» Instruction
Render the rows starting at the line containing "I'm looking for the bush." and ending at the line containing "[172,61,246,99]" as a two-column CSV with the headers `text` and `answer`, one line per text. Put each text and its full answer in their own quoted fields, replacing any line breaks with spaces.

» Data supplied
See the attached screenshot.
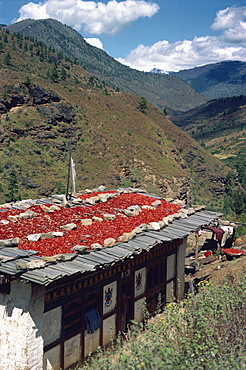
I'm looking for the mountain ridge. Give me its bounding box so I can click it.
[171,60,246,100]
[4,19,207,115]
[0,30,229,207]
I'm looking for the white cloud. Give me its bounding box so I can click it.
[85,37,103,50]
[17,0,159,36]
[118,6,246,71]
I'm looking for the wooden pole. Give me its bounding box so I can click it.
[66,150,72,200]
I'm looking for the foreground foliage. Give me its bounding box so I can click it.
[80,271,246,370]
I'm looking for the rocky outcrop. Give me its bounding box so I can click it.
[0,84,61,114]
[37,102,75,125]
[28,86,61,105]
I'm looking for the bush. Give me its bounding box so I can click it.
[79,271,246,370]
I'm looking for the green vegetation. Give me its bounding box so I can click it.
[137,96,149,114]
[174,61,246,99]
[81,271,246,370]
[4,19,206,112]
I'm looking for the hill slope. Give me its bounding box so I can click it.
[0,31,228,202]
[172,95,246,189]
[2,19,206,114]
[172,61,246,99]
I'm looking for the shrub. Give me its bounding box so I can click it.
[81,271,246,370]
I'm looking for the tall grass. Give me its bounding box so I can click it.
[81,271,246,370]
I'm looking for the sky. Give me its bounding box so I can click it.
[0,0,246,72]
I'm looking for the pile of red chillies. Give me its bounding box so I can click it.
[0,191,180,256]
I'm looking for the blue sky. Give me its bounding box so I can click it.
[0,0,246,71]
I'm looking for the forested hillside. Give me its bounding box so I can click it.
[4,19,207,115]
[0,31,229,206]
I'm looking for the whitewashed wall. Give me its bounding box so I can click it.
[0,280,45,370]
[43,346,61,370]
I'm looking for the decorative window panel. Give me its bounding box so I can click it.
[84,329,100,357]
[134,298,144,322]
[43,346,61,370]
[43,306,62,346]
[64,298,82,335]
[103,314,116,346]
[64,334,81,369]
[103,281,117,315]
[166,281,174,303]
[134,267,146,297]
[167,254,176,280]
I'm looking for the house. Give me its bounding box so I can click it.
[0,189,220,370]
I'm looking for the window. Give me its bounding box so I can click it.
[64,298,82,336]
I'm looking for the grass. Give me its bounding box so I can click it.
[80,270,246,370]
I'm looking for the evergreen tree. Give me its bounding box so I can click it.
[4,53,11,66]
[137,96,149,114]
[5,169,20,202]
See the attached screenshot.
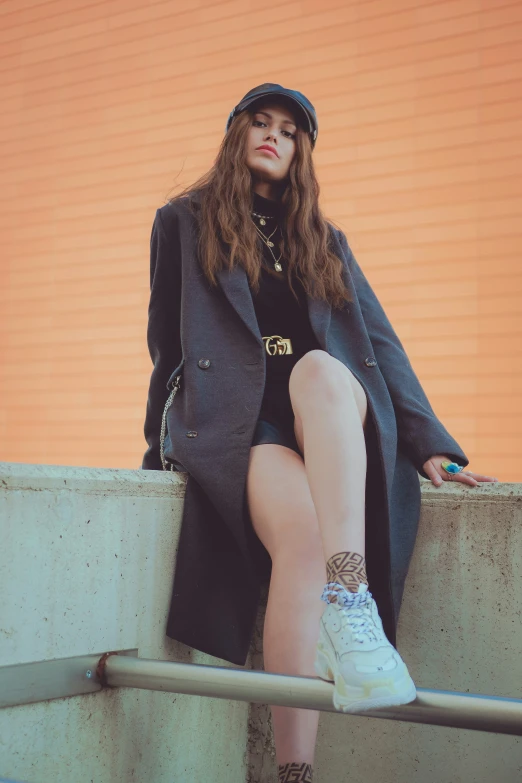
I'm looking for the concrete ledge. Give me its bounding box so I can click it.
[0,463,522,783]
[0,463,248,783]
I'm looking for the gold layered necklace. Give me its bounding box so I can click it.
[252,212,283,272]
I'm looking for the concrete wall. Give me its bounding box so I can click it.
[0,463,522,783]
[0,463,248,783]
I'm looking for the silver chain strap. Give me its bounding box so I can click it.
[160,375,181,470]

» Exercise answer
text,answer
"I'm looking for the bush. Give me its bounding box so I can click it.","[79,271,246,370]"
"I'm looking for the green vegetation. Give me its bounding box so I can click it.","[137,96,149,114] [174,61,246,99] [81,271,246,370] [4,19,206,112]"
"I'm looking for the hill slope. Give me its bounding box so I can click it.","[0,31,228,202] [172,95,246,189] [2,19,206,114] [172,61,246,99]"